Data records:
▼

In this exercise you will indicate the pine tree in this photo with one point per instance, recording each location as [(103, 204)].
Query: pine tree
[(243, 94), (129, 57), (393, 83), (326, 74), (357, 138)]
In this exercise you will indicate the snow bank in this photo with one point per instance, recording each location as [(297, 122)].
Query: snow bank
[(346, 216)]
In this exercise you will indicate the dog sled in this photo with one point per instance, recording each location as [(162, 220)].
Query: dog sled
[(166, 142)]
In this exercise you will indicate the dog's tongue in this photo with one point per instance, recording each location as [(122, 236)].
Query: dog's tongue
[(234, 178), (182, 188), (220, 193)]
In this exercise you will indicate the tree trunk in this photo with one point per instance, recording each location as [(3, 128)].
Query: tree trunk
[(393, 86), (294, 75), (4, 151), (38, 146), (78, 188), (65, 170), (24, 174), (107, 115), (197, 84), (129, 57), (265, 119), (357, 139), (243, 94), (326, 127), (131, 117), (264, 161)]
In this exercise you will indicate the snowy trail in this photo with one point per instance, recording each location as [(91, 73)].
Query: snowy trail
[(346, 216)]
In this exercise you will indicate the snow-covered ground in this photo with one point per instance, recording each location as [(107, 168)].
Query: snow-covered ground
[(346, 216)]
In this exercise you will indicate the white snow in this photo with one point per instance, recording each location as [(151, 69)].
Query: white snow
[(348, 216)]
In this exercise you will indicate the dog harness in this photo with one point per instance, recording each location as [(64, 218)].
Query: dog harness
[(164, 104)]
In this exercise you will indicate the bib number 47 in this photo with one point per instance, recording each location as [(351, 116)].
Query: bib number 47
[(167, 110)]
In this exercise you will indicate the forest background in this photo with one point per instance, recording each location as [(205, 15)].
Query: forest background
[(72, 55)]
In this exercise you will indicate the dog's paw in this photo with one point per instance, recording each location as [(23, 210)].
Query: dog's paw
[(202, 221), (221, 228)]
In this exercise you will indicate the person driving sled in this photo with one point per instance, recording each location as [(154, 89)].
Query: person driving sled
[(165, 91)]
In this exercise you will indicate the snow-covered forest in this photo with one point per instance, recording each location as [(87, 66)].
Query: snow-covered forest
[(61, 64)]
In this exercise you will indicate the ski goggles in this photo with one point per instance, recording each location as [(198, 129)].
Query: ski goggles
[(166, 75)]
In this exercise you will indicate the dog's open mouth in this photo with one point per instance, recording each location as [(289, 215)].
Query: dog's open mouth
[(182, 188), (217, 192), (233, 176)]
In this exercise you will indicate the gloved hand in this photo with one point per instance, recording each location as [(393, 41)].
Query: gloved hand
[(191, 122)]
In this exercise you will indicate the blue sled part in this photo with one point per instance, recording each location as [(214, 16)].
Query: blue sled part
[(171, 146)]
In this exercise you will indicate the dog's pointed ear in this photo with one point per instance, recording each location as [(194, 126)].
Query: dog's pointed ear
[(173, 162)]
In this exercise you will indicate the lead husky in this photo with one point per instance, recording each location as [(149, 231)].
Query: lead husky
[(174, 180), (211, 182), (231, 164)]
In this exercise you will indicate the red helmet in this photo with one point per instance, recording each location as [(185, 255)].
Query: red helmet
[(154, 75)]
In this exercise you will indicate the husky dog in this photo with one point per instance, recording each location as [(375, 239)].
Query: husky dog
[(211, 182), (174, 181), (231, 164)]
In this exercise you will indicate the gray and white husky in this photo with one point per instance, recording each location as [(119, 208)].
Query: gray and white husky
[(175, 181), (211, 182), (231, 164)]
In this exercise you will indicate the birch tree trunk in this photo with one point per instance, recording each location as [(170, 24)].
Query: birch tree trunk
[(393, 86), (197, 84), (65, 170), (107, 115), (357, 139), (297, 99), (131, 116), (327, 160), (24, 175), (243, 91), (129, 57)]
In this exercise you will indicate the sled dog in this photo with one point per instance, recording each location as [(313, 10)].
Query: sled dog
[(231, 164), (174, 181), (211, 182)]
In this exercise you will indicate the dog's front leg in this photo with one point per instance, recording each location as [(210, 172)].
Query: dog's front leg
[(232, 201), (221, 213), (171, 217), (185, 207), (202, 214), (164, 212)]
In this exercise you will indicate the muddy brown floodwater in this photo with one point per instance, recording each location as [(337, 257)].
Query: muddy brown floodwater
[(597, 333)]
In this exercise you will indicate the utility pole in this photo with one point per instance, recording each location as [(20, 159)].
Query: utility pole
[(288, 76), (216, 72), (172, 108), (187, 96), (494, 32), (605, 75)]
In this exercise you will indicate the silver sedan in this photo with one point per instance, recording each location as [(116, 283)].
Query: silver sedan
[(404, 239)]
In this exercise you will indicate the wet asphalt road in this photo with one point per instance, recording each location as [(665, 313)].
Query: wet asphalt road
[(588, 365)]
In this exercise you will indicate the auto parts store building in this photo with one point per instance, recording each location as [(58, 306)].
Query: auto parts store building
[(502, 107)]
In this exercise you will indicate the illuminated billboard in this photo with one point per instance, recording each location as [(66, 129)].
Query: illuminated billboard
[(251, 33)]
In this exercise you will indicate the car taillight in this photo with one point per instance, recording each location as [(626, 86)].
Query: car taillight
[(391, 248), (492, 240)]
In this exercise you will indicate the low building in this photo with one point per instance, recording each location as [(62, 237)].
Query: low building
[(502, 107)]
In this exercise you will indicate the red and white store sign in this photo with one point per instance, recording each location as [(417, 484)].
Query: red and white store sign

▲

- [Instruction]: Restate every line of the data word for word.

- [Solution to the exercise]:
In this exercise you will indicate the pine tree in this photo with one point per instance, recording each location as [(103, 204)].
Query: pine tree
[(243, 94), (129, 57), (393, 83), (326, 74), (357, 138)]
In this exercise you will indicate the snow bank in this photo with one point per instance, recording each location as [(297, 122)].
Query: snow bank
[(346, 216)]
In this exercise you will indicate the dog sled in this photo with one point per instance, recording each location as [(162, 220)].
Query: dog sled
[(166, 142)]
In this exercise you will indicate the dog's tongue in this photo with one point per instance, recording each location as [(122, 236)].
Query: dog's tongue
[(234, 178), (182, 188), (220, 193)]
In this exercise you will indicate the tree trunk in this photo with one point per instance, recording each location as [(3, 128)].
Query: tree trunk
[(393, 86), (294, 75), (4, 151), (38, 146), (78, 188), (65, 170), (24, 174), (107, 115), (197, 84), (129, 57), (265, 119), (357, 139), (243, 94), (326, 127), (131, 117), (264, 161)]
In this exercise you will indicate the snowy trail in this photo with one point per instance, recording each location as [(91, 73)].
Query: snowy trail
[(346, 216)]
In this exercise you will indicate the snow-covered ground in this photo with one point per instance, recording each location as [(107, 168)].
Query: snow-covered ground
[(346, 216)]
In this exercise you will indicate the white snow in this photo with one point per instance, recording each location as [(151, 69)].
Query: white snow
[(348, 216)]
In this exercise you will indicate the dog harness in this photo with one point per instance, recording each location as [(64, 218)].
Query: dog harness
[(164, 104)]
In this exercise you will indicate the bib number 47 in this photo with one point per instance, recording each location as [(351, 116)].
Query: bib number 47
[(167, 110)]
In this exercise you will indicate the forest background in this photo with one point per instance, recording each location as [(205, 15)].
Query: forest background
[(72, 55)]
In this exercise you will indicate the dog's paw in this photo with one point per instance, recording each location as [(23, 210)].
Query: dog's paw
[(202, 221), (221, 228)]
In this exercise you will indicate the person driving sled in this photo with one point per instance, recording each location as [(154, 89)].
Query: person driving sled
[(165, 91)]
In this exercise you will indicate the snow-covered forest in this photo with one point per instance, recording each location as [(87, 66)].
Query: snow-covered forest
[(61, 64)]
In this exercise you will indicate the ski goggles in this photo with one point per instance, recording each location as [(198, 129)].
Query: ski goggles
[(166, 75)]
In this exercise you will indicate the dog's open mouth in this photo with one point per instance, recording each location as [(289, 215)].
Query: dog's open mouth
[(182, 188), (217, 192), (233, 176)]
In this exercise you will indicate the gloved hand in this photo with one point per instance, recording each location as [(393, 41)].
Query: gloved hand
[(191, 122)]
In this exercise you will indicate the blue sled part in this photo with one point per instance, recording each location as [(214, 16)].
Query: blue sled part
[(171, 146)]
In this exercise you will indicate the dog's pointed ear in this photo with one point per instance, recording each location as [(194, 126)].
Query: dog's pointed ear
[(173, 162)]
In this exercise you will indicate the lead husky in this photo with one point per instance, recording each location as [(149, 231)].
Query: lead husky
[(174, 180), (211, 182), (231, 164)]
In this exercise you will indicate the red helmet in this photo with one point per instance, recording each location as [(185, 255)].
Query: red helmet
[(154, 75)]
In this exercise you will indicate the husky dog in this photo with one point per instance, recording each location as [(375, 239)].
Query: husky dog
[(211, 182), (174, 181), (231, 164)]
In this exercise you will indicate the gray and white husky in this photo with one point per instance, recording each location as [(119, 208)].
Query: gray and white husky
[(175, 181), (211, 182), (231, 164)]
In this exercise you will indicate the birch tree trunk in this photo with one point per instance, recording each location as [(170, 24)].
Query: birch tree trunk
[(393, 86), (197, 84), (65, 170), (107, 115), (357, 139), (297, 99), (131, 116), (327, 160), (24, 175), (243, 91), (129, 57)]
In this exercise you will indicate the sled dog in this photo with one point per instance, recording each location as [(313, 10)].
Query: sled dog
[(231, 164), (174, 181), (211, 182)]
In this exercise you will indicate the dog's front leg in this photo with one point per instance, recording each location as [(210, 172)].
Query: dog's front leg
[(232, 201), (221, 213), (171, 217), (185, 207), (202, 214), (164, 212)]
In this exercise you will indicate the muddy brown floodwater in this photo with one point per instance, recording each location as [(337, 257)].
Query: muddy brown floodwater
[(597, 333)]
In this exercise you will indicate the utility pole in this photo with one point per instance, recording each location as [(20, 159)].
Query: utility pole
[(288, 76), (216, 72), (172, 108), (187, 96), (494, 32), (605, 75)]
In this exercise you will indicate the silver sedan in this photo with one point per instance, recording each location as [(116, 283)].
Query: silver sedan
[(404, 239)]
In this exercise you will indicate the wet asphalt road in this photo with one point per instance, recording each location as [(665, 313)].
Query: wet asphalt road
[(588, 365)]
In this exercise you will indicate the auto parts store building in this photo with one point per instance, recording each location as [(58, 306)].
Query: auto parts store building
[(502, 107)]
In this exercise you will indicate the illuminated billboard in this photo with one point per instance, recording each location as [(66, 129)].
Query: illuminated billboard
[(251, 33)]
In this exercise you will indicate the car taillight in this photo with one point per instance, recording each location as [(626, 86)].
Query: car taillight
[(391, 248), (492, 240)]
In this exercise you will indicate the low building in this photo with one point per instance, recording each location as [(62, 237)].
Query: low building
[(502, 107)]
In this exercise you will indicate the red and white store sign in this photo with one point per instance, recording each location as [(417, 484)].
Query: red and white store sign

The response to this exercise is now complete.